═══ MATERIAL TO PROCESS
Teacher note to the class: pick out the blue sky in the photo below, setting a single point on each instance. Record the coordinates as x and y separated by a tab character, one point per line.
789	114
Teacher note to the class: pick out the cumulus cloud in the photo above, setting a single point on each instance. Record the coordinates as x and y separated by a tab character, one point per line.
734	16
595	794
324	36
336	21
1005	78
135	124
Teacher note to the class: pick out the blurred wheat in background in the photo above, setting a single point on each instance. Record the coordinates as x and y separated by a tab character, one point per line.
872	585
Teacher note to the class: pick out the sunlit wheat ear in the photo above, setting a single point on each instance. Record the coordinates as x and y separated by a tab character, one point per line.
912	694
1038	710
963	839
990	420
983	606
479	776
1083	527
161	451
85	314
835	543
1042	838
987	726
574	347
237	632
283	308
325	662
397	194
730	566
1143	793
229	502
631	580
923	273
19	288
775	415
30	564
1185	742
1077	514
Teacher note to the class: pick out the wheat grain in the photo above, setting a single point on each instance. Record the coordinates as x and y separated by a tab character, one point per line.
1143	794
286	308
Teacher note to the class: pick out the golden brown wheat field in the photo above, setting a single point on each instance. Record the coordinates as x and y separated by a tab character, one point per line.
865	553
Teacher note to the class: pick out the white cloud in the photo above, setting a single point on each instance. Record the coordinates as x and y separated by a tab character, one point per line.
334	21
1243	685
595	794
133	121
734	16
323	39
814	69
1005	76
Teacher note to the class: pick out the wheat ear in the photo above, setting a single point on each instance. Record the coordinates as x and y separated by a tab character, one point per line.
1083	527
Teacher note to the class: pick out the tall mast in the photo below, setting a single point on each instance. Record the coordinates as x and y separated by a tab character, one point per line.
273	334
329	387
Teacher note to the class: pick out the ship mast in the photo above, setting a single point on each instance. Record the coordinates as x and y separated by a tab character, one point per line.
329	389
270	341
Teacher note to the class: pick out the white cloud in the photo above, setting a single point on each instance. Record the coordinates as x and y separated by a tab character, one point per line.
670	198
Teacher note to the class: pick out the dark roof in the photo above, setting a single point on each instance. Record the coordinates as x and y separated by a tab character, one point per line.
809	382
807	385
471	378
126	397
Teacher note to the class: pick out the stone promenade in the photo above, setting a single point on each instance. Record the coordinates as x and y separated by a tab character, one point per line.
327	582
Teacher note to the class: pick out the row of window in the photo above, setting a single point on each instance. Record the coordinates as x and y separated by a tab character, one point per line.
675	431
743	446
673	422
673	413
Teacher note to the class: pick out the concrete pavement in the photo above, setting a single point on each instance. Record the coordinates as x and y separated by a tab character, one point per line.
══════
Write out the full set of records exactly as given.

Teacher note to the class: pick out the blue sky in the photo below, setting a single point on each instance. Record the coordinates as x and y separated by a tab character, one point per line.
789	114
Teacher note to the class: pick out the cumulus cloud in the photo above, setting a single point on each instance. Record the coordinates as x and y separated by a tab character, one point per line.
734	16
595	794
324	36
336	21
1005	78
135	124
Teacher note to the class: pick out the blurred wheat in background in the photo above, setting a single point on each instance. Record the coordinates as x and y separated by a tab character, one point per line.
872	585
Teacher note to the class: pick out the sunlit wheat ear in the photo above, setting a single point on each instance. Record the coordinates as x and y separated by a tab character, one point per line.
912	694
1038	710
963	839
990	420
983	606
479	776
1083	527
161	451
85	314
835	543
1042	838
987	726
574	347
237	632
283	308
325	662
397	194
730	566
1143	793
229	502
631	580
923	273
19	288
775	415
30	564
1185	742
1077	514
Teacher note to the class: pick out the wheat grain in the photo above, setting a single point on each instance. Record the coordinates as x and y separated by a tab character, one point per line.
1143	794
286	308
Teacher note to the class: pick out the golden brown wheat field in the photo above, setting a single point on each instance. Record the coordinates as x and y separated by a tab character, one point per line.
865	553
Teacher note to the class: pick out the white cloud in the photo above, setting a single point on each instance. Record the coordinates as x and y separated by a tab character, one point per line.
334	21
1243	685
595	794
133	121
734	16
323	39
814	69
1005	76
Teacher note to the class: pick out the wheat ear in the photo above, setting a single point on each instance. Record the coordinates as x and y separated by a tab character, one point per line.
1083	527
Teacher note to the class: pick out the tall mast in the photo below, setting a single point on each instance. Record the coordinates as x and y separated by a tab character, one point per line.
273	334
329	387
Teacher note to the class: pick out the ship mast in the photo above, setting a single point on each instance. Record the coordinates as x and y separated by a tab character, one point per line.
329	389
270	341
Teacher note to the class: pick out the white cloud in the photo above, setting a single point on each instance. Record the coordinates as x and y separated by a tab character, one point per line.
670	198
Teacher note to the class: pick out the dark roof in the photo above, setting a single point on each instance. Record the coordinates as x and y separated by a tab character, one point per line.
809	382
807	385
471	378
126	397
Teacher note to the class: pick out the stone promenade in the photo above, setting a single point on each instance. Record the coordinates as x and y separated by a tab character, one point per line.
327	582
Teacher note to the class: pick out the row of window in the photo above, setting a single point on each instance. Record the coordinates as x and y separated by a tab character, one point per line.
675	431
743	446
673	422
673	413
Teacher note to the class: pick out the concrete pavement in the photo above, setting a single point on each instance. Record the coordinates as x and y separated by a tab character, one point per line.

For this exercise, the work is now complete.